TASK TO COMPLETE: Do not carry the pictures over; copy every other part of the entries exactly.

RECORDS TO USE:
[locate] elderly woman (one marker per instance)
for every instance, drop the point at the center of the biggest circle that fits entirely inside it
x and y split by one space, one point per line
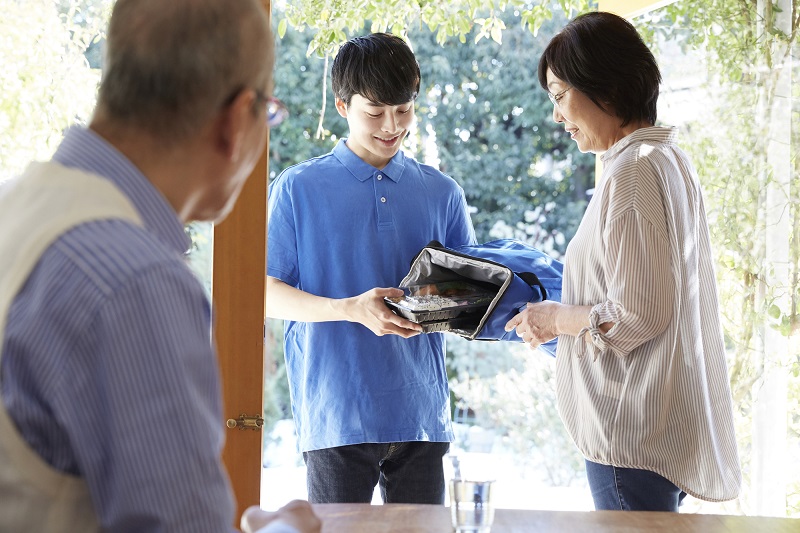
641 379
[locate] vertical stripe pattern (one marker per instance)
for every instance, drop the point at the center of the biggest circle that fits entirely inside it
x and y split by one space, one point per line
653 392
108 369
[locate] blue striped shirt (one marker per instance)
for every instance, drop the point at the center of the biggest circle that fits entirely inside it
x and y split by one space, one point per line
108 368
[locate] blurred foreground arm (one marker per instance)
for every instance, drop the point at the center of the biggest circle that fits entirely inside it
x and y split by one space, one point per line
294 517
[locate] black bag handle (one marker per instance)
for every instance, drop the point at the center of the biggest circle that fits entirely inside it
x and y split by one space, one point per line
533 280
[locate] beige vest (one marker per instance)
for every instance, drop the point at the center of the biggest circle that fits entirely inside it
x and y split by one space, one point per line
35 209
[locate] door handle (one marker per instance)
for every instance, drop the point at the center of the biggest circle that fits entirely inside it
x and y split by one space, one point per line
254 422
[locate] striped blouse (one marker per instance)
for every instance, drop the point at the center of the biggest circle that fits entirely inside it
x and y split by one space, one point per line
653 392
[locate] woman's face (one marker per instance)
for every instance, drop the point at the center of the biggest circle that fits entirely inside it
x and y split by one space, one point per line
593 129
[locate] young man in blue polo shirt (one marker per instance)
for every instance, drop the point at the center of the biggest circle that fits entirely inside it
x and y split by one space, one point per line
369 393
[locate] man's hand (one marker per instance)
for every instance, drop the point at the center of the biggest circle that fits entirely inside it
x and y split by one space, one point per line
296 513
370 309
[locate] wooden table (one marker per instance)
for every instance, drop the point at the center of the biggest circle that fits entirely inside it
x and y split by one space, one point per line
363 518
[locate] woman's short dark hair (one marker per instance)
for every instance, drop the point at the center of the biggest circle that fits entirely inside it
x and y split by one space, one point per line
380 67
603 56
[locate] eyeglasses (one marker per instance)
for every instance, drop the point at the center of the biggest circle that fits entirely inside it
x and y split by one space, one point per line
556 98
275 110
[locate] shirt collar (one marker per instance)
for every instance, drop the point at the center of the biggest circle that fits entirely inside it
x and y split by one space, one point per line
361 170
653 134
83 149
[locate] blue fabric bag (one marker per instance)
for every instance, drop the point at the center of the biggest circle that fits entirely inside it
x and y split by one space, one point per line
520 272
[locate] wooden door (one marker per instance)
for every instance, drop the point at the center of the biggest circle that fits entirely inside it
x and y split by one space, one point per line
238 293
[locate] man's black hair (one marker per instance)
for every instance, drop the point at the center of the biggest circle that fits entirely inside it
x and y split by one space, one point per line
380 67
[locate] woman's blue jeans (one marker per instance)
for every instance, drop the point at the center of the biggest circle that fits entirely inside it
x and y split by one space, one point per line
408 472
631 489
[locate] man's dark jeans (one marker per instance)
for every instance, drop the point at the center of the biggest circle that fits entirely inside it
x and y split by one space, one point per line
408 472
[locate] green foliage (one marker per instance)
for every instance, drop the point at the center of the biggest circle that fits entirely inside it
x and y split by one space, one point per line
332 21
511 389
729 141
493 130
46 83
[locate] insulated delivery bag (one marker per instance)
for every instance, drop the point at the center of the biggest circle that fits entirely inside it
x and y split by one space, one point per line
474 290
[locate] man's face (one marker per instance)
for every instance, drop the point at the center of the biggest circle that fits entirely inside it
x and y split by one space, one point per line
376 130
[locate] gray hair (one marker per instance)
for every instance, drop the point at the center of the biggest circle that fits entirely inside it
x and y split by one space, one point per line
170 66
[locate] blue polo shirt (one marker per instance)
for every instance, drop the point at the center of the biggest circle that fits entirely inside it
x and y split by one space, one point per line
339 227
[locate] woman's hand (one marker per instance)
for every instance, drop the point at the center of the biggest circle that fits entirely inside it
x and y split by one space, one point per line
537 323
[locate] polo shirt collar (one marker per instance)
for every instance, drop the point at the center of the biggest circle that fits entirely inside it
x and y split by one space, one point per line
361 170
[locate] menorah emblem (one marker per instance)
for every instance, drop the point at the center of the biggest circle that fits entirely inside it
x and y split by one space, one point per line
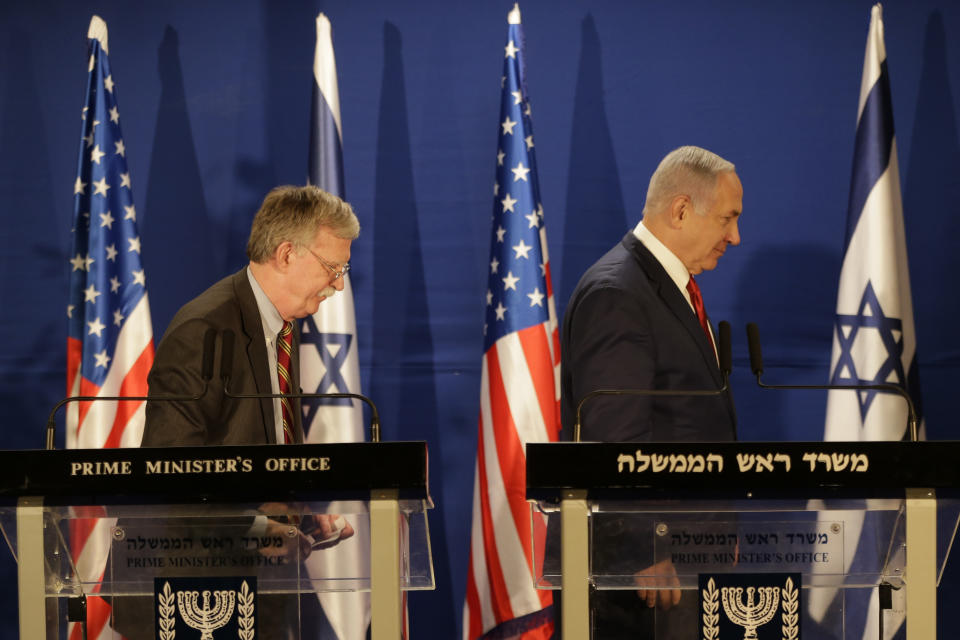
752 614
206 619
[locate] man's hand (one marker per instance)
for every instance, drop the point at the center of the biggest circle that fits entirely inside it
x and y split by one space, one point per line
326 530
311 531
662 575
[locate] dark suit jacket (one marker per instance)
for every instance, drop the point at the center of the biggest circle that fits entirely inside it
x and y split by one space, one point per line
628 326
216 419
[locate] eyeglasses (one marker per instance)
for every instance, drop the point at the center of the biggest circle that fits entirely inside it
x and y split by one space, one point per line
337 273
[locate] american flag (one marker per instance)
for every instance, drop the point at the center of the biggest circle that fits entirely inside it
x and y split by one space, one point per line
874 340
519 389
328 354
109 335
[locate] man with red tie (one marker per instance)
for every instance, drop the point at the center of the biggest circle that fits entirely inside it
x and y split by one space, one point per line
636 320
299 249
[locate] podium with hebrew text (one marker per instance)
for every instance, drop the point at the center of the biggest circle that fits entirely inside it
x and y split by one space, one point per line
744 540
216 541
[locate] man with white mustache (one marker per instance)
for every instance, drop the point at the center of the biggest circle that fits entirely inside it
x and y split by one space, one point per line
299 249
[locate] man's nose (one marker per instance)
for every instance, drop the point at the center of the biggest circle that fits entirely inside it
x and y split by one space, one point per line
734 236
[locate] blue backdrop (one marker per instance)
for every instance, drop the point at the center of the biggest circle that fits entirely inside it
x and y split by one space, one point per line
215 102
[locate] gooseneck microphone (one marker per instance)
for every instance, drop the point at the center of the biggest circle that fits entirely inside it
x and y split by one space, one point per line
226 366
756 365
206 374
723 357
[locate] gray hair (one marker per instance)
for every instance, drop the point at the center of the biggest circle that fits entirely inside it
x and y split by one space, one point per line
296 214
690 171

REPLY:
[locate] elderly woman (one marker per instance)
for every instance, drop the point at the center of the biggest circle that fits entirely inside it
x and y split by one space, one point per line
641 379
[locate] vertical stripe pattern (one marker per instance)
for every instance, drop the point at the center of the biggest circle that fits entirely inside it
x and y split by one space, one point per line
653 392
108 369
[locate] blue striped shirt (one marker per instance)
for every instance, drop the point at the center of the biggest circle that fits entirely inside it
x and y split by one space, one point per line
108 368
[locate] blurred foreground arm (one marker per instance)
for every instance, drop the point at the center of the biggest circle that fits entirely inside it
x and y split by one space, one point per line
294 517
[locate] black bag handle (one marker per instance)
for every instance, drop the point at the center of the biggest circle that fits entirely inside it
x and y split by one space, one point per line
533 280
[locate] beige vest (one marker per instance)
for every instance, drop the point at the center of the biggest circle that fits entirely inside it
x and y split by one space, one point per line
35 209
[locate] door handle (one marker per instance)
for every instance, drop the point at the center of the biggest circle that fits entirely inside it
x and y split by one space, one point per line
254 422
[locate] striped blouse (one marker per instance)
for every instance, drop the point at the center of the biggest circle that fits entirely inside it
x and y split by one space, one point per line
653 392
[locate] woman's face (one marker per instance)
for every instance, drop the point at the center of the biggest circle that fits entirely inside it
x and y split by one space, one point per line
593 129
[locate] young man in blue polo shirt (one marker per instance)
for every instance, drop the point at the center of the biggest circle that fits entirely inside it
x and y split by one space, one point per line
369 393
[locate] man's hand (one marker per instance)
for every instance, drop the point at the center of the biggest circle that fits entirely inside it
x and y split by one space, one point per line
296 513
370 309
[locate] wooden table (one marker per instance)
for every instance, drop the point at the center of the biggest circle that fits entirely inside it
x and y split by one space, one point per line
363 518
[locate] woman's short dark hair (one marker per instance)
for every instance, drop the point at the center of the biggest circle that fits entirely inside it
x and y split by one space, one point per line
380 67
603 56
[locate] eyeglasses (one marker per instance)
for every instance, drop the point at the center of the biggest circle that fits entirely inside it
x and y split by one space, one point per line
556 98
275 110
[locate] shirt collar (one marker per instance)
for every instance, drop the point at the center of the biggest circle that fits entirely inside it
x and y split by one space, one point per line
361 170
653 134
83 149
[locate] blue fabric bag (one marker per instance)
for every instance, drop the point at the center of the biggest circle that fits entirely inside it
x and y split by one space, one point per line
520 272
[locate] wooden door (one marker per instance)
for every instance, drop the point at the center of the biggest circle that fits entirely inside it
x and y split by one space, one point per line
238 293
[locate] man's black hair (one marker per instance)
for every instance, drop the point at the center of the biggest circle that fits entirely inside it
x and y split by one space, one point per line
380 67
[locate] woman's blue jeans (one marker per instance)
for every instance, drop the point at the center of the biggest circle that fits entirely inside it
x and y split by one space, one point per line
408 472
631 489
[locate] man's dark jeans (one marker per instance)
for every instance, drop the point at the center of the biggest circle that fits entirely inside it
x and y split by one space, one point per line
408 472
[locate] green foliage (one marker per instance)
for every instance, drop the point at the center of the biggest circle that fits entirely inside it
x and y split by one space, one point per line
332 21
511 389
729 141
493 130
46 83
[locate] insulated delivery bag (one marker per instance)
for every instance, drop the point at the center of the biggest circle that fits entirely inside it
x and y split by one space, one point per line
474 290
[locate] man's face (one marker per instance)
for every instance, drop the point at the center of the biggest circle that fits entirely inside it
x and y split by one space, one point per line
376 130
[locate] gray hair (one marker per instance)
for every instance, drop the point at the center of the biggest circle that fits entirely inside it
x and y split by one space, one point per line
170 66
[locate] blue polo shirt (one marker per instance)
for every instance, drop the point at the center of the biggest circle that fits entirely inside it
x and y split by one space, one point per line
339 227
[locate] woman's hand (one marker per instance)
for every instance, drop the point at the center of the biggest circle that fits entirely inside it
x and y split by one space, one point per line
537 323
[locate] polo shirt collar (one marker per instance)
for every instance, drop the point at the center of the biggest circle that fits entirely inside it
x and y split by one space, one point per line
361 170
[locate] menorah emblem (one marker per instance)
for every instance, drop the point at the center of the biggest circle that fits entirely inside it
x and y split by one space, one point per line
752 614
206 619
[locate] man's hand (one marker per instance)
for every instance, drop the point at the center of the biggest circle that fits entirely inside it
x and y split by one space, one point per line
326 530
311 531
662 575
[locate] dark suit jacket (one marker per instance)
for every instance, drop the point at the center of the biggest circle that fits entirely inside it
x and y split by one space, one point per line
628 326
216 419
[locate] eyeglasses (one marker per instance)
for every instance, drop the point at the center of the biggest circle that fits entirely inside it
x and y split by one space, one point per line
337 273
[locate] american flag (one marker per instance)
for every instance, drop the point at the center of the biggest circle that fits entirely inside it
x and y split by one space, one point per line
874 340
519 389
328 354
109 335
[locate] man with red tie (one marker per instance)
for every instance, drop the point at the center of the biggest circle that fits entirely inside it
x and y split by one space, one point per line
636 320
299 249
[locate] podium with hebrew text (one marker per instance)
for every instance, drop the point at the center of the biggest circle that fits entirely inside it
x and y split by one space, one point per line
744 540
216 541
[locate] man with white mustache (one marker per instance)
for every instance, drop the point at the center of the biggest circle that fits entirely inside it
x and y split by one space, one point per line
299 249
[locate] man's nose (one marker per instance)
for every instance, drop the point at the center of the biggest circle that fits entirely inside it
x and y split by one space, one point per line
734 236
[locate] blue backdrop (one marker per instance)
for every instance, drop the point at the center of the biggest circle that fits entirely inside it
x and y split by one space, one point per line
215 102
[locate] gooseneck microphone (one marker per instance)
for every instance, drop the point at the center of the biggest circle that fits entirely inside it
x and y split by one space, one point per line
226 366
756 365
206 374
723 357
[locate] gray hair (one marker per instance)
for every instance, drop the point at the center of the biggest circle that fits entirely inside it
x and y split by one space, one point per line
296 214
690 171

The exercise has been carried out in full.